→ Task goal
Which lines of the items from a data source contain the string "tail"? Gather each one, treating case as significant.

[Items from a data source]
━━━━
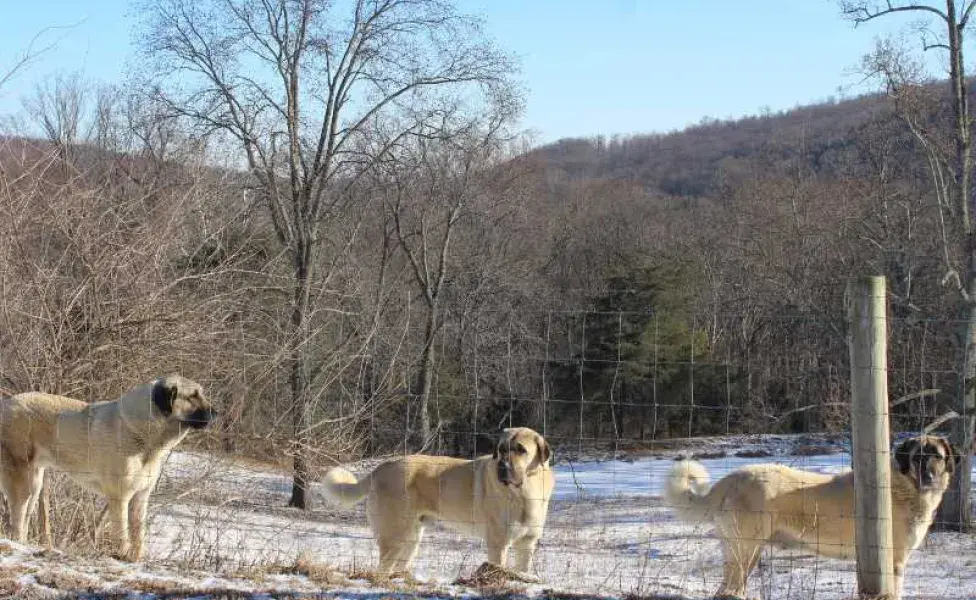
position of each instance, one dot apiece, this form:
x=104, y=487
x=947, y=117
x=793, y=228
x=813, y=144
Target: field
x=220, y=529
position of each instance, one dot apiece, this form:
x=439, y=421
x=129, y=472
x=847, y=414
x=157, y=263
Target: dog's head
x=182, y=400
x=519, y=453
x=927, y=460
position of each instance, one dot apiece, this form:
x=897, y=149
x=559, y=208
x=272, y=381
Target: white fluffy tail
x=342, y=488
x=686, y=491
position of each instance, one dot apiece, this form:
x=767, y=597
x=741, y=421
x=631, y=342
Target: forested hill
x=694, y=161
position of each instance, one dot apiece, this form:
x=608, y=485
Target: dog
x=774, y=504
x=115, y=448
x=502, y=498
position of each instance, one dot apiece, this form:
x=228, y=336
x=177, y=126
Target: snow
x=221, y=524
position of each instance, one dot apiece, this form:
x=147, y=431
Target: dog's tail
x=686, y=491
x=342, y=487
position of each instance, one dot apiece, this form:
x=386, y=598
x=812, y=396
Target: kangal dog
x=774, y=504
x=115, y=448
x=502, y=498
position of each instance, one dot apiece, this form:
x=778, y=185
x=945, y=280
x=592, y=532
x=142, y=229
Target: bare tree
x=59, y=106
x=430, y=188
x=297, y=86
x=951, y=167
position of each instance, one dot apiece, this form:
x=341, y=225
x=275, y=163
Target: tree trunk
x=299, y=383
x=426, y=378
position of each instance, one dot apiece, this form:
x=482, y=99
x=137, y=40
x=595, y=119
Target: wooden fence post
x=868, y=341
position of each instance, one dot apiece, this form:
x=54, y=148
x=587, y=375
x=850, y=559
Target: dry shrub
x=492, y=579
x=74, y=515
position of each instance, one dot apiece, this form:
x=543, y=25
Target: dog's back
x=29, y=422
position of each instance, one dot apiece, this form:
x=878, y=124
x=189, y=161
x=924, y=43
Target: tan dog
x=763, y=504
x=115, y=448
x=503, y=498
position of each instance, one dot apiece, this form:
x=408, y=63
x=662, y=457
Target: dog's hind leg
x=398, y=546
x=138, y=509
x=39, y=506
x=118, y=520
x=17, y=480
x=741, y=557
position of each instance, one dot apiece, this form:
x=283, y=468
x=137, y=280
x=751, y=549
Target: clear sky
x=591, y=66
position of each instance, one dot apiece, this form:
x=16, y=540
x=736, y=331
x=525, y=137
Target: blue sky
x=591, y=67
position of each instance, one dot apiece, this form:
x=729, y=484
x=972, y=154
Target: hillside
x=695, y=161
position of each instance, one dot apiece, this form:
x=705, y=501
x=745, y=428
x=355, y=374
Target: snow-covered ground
━━━━
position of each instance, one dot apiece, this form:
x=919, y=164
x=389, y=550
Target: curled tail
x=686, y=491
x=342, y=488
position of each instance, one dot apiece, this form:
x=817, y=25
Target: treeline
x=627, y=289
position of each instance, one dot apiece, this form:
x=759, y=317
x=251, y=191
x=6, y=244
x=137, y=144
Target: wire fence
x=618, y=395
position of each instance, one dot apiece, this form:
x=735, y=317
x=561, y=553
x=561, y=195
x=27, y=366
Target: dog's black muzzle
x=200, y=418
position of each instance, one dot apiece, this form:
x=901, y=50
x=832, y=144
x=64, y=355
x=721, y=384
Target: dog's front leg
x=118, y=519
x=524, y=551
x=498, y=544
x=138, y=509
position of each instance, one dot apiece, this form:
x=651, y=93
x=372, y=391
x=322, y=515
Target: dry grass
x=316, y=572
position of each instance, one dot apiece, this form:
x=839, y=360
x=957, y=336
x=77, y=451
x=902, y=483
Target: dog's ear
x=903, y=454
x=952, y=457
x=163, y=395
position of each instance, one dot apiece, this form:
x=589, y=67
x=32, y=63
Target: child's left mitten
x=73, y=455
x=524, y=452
━━━━
→ Exercise output
Target: white fluffy tail
Target: dog's tail
Target: curled tail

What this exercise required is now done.